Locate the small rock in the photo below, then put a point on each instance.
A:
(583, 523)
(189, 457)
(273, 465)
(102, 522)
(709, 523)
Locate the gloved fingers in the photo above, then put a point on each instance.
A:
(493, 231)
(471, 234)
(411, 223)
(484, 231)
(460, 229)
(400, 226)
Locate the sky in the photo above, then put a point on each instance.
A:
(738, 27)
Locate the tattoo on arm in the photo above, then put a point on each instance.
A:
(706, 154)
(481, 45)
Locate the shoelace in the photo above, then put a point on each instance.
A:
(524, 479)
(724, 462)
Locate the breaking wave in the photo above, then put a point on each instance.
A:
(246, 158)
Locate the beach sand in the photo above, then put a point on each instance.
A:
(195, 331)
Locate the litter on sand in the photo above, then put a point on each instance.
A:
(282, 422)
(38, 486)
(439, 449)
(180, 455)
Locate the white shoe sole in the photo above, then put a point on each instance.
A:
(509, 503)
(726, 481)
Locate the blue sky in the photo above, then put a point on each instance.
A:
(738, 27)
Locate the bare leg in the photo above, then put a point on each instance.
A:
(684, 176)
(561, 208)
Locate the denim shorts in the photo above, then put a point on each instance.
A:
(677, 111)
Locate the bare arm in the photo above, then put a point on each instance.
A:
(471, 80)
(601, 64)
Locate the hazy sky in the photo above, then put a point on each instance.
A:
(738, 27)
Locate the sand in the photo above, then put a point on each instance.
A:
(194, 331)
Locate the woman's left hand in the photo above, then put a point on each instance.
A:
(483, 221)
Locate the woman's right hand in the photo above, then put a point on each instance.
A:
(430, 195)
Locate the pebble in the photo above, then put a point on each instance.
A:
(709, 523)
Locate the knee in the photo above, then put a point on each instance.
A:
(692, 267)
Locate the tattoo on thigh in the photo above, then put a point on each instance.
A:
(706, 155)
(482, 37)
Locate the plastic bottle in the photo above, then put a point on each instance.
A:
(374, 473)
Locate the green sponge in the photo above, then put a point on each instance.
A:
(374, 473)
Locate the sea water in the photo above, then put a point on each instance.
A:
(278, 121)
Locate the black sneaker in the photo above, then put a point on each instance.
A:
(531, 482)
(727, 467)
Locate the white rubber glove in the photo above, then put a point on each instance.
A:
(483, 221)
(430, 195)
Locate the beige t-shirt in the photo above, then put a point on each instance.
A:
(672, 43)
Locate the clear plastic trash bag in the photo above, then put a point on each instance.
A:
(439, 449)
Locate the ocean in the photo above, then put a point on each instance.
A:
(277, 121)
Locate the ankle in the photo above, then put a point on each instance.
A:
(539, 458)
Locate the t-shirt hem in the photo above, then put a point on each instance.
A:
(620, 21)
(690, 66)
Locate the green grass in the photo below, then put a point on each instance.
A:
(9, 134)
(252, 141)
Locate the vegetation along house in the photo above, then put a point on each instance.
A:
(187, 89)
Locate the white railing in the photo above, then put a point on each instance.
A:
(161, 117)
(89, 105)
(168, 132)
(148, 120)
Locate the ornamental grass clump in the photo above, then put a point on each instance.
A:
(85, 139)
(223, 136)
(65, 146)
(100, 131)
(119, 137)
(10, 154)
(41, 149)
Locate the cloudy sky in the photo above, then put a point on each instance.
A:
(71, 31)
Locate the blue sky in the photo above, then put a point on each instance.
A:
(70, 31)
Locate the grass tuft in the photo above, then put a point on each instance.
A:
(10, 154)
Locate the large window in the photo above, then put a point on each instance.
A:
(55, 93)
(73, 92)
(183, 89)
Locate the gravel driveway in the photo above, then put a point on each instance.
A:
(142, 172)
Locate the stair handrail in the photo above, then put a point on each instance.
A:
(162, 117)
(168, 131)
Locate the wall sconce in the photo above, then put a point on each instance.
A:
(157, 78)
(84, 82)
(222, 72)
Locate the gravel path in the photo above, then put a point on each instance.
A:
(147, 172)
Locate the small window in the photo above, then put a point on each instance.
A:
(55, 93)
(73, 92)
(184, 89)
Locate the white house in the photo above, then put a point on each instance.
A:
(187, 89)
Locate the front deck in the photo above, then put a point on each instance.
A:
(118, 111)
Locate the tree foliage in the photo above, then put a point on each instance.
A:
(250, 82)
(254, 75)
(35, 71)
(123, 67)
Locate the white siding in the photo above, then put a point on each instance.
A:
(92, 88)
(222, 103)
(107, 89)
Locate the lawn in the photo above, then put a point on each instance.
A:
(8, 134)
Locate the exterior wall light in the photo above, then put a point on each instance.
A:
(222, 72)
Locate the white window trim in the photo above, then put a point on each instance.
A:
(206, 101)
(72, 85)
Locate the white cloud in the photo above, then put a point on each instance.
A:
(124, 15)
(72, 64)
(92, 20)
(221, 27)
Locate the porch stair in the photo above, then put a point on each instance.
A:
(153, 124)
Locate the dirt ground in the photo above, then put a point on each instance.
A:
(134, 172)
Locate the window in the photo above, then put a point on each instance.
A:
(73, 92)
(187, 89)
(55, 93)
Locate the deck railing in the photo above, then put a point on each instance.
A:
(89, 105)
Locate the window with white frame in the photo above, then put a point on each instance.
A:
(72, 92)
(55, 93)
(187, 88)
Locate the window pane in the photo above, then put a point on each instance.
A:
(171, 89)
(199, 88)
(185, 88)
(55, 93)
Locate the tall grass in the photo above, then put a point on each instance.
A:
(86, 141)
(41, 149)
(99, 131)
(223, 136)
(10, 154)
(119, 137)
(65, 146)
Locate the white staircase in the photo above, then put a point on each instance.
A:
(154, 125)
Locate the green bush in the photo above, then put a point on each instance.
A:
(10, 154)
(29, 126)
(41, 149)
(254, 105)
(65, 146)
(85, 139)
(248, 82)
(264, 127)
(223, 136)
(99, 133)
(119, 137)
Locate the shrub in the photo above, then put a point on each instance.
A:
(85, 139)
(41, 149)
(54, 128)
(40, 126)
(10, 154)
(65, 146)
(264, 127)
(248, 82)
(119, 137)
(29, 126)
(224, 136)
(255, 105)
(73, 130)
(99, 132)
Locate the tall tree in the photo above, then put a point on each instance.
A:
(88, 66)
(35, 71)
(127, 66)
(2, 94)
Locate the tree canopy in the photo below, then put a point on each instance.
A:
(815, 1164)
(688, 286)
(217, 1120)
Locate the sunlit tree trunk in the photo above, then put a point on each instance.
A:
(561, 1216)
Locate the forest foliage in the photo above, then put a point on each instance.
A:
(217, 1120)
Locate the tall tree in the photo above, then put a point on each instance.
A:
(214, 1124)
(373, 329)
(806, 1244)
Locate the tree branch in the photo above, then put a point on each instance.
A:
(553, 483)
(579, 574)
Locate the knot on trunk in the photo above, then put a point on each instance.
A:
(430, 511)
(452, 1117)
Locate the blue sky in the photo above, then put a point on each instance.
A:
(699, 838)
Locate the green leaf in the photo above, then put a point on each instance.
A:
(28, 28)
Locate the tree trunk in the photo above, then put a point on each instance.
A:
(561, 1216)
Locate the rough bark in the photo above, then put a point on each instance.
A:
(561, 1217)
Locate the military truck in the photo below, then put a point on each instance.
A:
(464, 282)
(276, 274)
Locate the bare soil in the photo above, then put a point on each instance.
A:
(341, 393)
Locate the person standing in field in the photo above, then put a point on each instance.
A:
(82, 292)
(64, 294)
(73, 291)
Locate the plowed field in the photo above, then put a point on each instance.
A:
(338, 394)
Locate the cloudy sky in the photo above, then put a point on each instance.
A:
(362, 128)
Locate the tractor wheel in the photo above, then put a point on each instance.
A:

### Requirement
Write the entries out again in full, exactly as they appear above.

### Solution for this exercise
Locate the small rock in the photo below, then put a point on each instance.
A:
(583, 523)
(189, 457)
(273, 465)
(102, 522)
(709, 523)
Locate the gloved fingers in the photo above, then put a point on each instance.
A:
(493, 231)
(471, 234)
(411, 223)
(484, 231)
(460, 229)
(400, 226)
Locate the sky in the photo above, then put a point on each instance.
A:
(738, 27)
Locate the tattoo on arm in the photo above, then put a point on each instance.
A:
(706, 154)
(481, 45)
Locate the shoelace in the photo above, then put a point on each instance.
A:
(524, 479)
(724, 462)
Locate the breaking wave in the photo above, then put a point on each instance.
A:
(246, 158)
Locate the beach sand in the photo above, then put a point on each instance.
A:
(195, 331)
Locate the litter on sand in the photo above, then put a point on each instance.
A:
(282, 422)
(38, 486)
(439, 449)
(180, 455)
Locate the white shoe sole in the photo above, then put a point on each instance.
A:
(509, 503)
(726, 481)
Locate the blue sky in the photo above, then put a point on each instance.
A:
(738, 27)
Locate the bare leg in the photo above, then put a point on each instance.
A:
(684, 176)
(561, 208)
Locate the denim shorts in the photo above, then put a point on each instance.
A:
(677, 111)
Locate the bare arm in the photo above, then put a point on each instance.
A:
(471, 80)
(601, 64)
Locate the hazy sky in the photo above, then put a point on each instance.
A:
(738, 27)
Locate the sand in the photo above, then put a point on each instance.
A:
(194, 331)
Locate the woman's left hand in the photo above, then put a point on each instance.
A:
(483, 221)
Locate the woman's right hand in the photo above, then put a point on each instance.
A:
(430, 195)
Locate the pebble in the photo above, then put a point on each instance.
A:
(709, 523)
Locate the knee in the photo above, then put a point on each instance.
A:
(692, 267)
Locate the tattoo on thigh in the photo above, then put a point on each instance.
A:
(706, 155)
(482, 37)
Locate the plastic bottle in the photo above, then put a point on each instance.
A:
(374, 473)
Locate the green sponge in the photo above, then put a point on each instance.
A:
(374, 473)
Locate the sea water in the photo above, then put a point on each instance.
A:
(278, 121)
Locate the black sneaker in the photo above, then put a point on each instance.
A:
(531, 482)
(727, 467)
Locate the white rubber glove in the photo above, then put a point on each instance.
A:
(483, 221)
(430, 195)
Locate the beige t-shirt in the photo above, then put a point on each instance.
A:
(672, 43)
Locate the clear plastic trash bag in the photo above, then put a point on each instance.
A:
(439, 449)
Locate the ocean in the photo above, then put a point on each instance.
A:
(277, 121)
Locate the ankle in the photo above, then put a point on each instance.
A:
(539, 458)
Locate the t-shirt hem in the photo above, then put a point on each instance.
A:
(620, 21)
(690, 66)
Locate the green grass in the photo below, then put a point on each instance.
A:
(9, 134)
(252, 141)
Locate the vegetation along house in the photo above, then put a point on each instance.
A:
(187, 89)
Locate the white railing in the photo above, then put a point on each instance.
A:
(161, 117)
(89, 105)
(168, 132)
(148, 120)
Locate the ornamental grass clump in the photo above, then put a point on each instance.
A:
(85, 139)
(223, 136)
(65, 146)
(100, 131)
(119, 137)
(10, 154)
(41, 149)
Locate the cloudy sky in the photo above, then put a point on each instance.
A:
(71, 31)
Locate the blue sky in the photo above, then put a point on each instance.
A:
(70, 31)
Locate the grass tuft in the photo above, then put a point on each instance.
A:
(10, 154)
Locate the large window in the photo above, then put a point on each instance.
A:
(55, 93)
(73, 92)
(183, 89)
Locate the gravel driveway in the photo above, then put a point on each instance.
A:
(142, 172)
Locate the stair handrail in the photo above, then put a point on each instance.
A:
(162, 117)
(168, 131)
Locate the wall sconce in the photo above, then put a point on each instance.
A:
(157, 78)
(84, 82)
(222, 72)
Locate the gravel path in the photo above, then put a point on each instance.
A:
(147, 172)
Locate the small window in the photo above, then put a point on each instance.
A:
(55, 93)
(73, 92)
(184, 89)
Locate the white house in the photo above, then put a point on each instance.
A:
(187, 89)
Locate the front deck in the photo above, then put a point on each instance.
A:
(118, 111)
Locate the tree foliage in the photo above, then put a point on each instance.
A:
(250, 82)
(254, 75)
(35, 71)
(123, 67)
Locate the white siding in the photo above, then put a point on each instance.
A:
(92, 88)
(222, 103)
(107, 89)
Locate the lawn in the photo above, then put a point on each instance.
A:
(8, 134)
Locate the exterior wall light in the photo above, then put a point on each instance.
A:
(222, 72)
Locate the white window trim in the photo above, then put a point on each instance.
A:
(206, 101)
(72, 85)
Locate the white cloud in the photo above, then put a point on each instance.
A:
(124, 15)
(72, 64)
(92, 20)
(221, 27)
Locate the porch stair in the photo above, then put a point on each instance.
A:
(153, 124)
Locate the dirt ground in the photo above, then put a point on each instance.
A:
(134, 172)
Locate the window in the photo above, then put a point on each instance.
A:
(73, 92)
(187, 89)
(55, 93)
Locate the deck railing in the photo above, then put a point on each instance.
A:
(89, 105)
Locate the window with white frame in the photo above, then put a point on each instance.
A:
(72, 92)
(55, 93)
(187, 88)
Locate the window pane in the photo above, then put a point on each instance.
A:
(171, 89)
(199, 88)
(185, 88)
(55, 93)
Locate the tall grass in the photo above, then put a point on each instance.
A:
(86, 141)
(41, 149)
(99, 131)
(223, 136)
(10, 154)
(119, 137)
(65, 146)
Locate the white staircase in the photo above, then put a point on each instance.
A:
(154, 125)
Locate the green bush in the photo above, then put a point on each instance.
A:
(10, 154)
(29, 126)
(41, 149)
(254, 105)
(65, 146)
(85, 139)
(248, 82)
(264, 127)
(223, 136)
(99, 133)
(119, 137)
Locate the shrub in the photo above, then put a point on each instance.
A:
(85, 139)
(41, 149)
(54, 128)
(40, 126)
(10, 154)
(65, 146)
(264, 127)
(248, 82)
(119, 137)
(29, 126)
(224, 136)
(255, 105)
(73, 130)
(99, 132)
Locate the tall tree in the photo above, then put a point on each instance.
A:
(88, 66)
(35, 71)
(127, 66)
(2, 94)
Locate the tree canopy in the photo below, then put a point on each instance.
A:
(815, 1164)
(688, 286)
(217, 1120)
Locate the sunlit tree trunk in the photo above, then put a point on each instance.
A:
(561, 1216)
Locate the forest foliage in the photo above, then put a point on each instance.
A:
(217, 1120)
Locate the tall tree in the photo above, then put a point on each instance.
A:
(214, 1124)
(373, 329)
(806, 1244)
Locate the tree branch in the photo above, then put a point on each instance.
A:
(553, 483)
(579, 574)
Locate the knot on trunk in the photo above, then put a point on each instance.
A:
(430, 511)
(452, 1117)
Locate the blue sky in the photo above, then put a point on each instance.
A:
(699, 838)
Locate the green leaf in the photo above, then put a point on each instance.
A:
(28, 28)
Locate the tree trunk in the photo above, then put a point on each instance.
A:
(561, 1216)
Locate the rough bark in the photo above, then put a point on each instance.
A:
(561, 1217)
Locate the military truck in the photo below, then put a point on each instance.
A:
(464, 282)
(276, 274)
Locate the bare soil in the photo above, then put a point on each instance.
A:
(341, 393)
Locate the person standing in field in the photo above, then put a point on each instance.
A:
(82, 292)
(64, 294)
(73, 291)
Locate the plowed field in the photo above, then put a point on each instance.
A:
(338, 394)
Locate the cloudy sky in the photo above, then put a point on each instance.
A:
(362, 128)
Locate the tractor wheel in the photo above, then put a point on each instance.
A:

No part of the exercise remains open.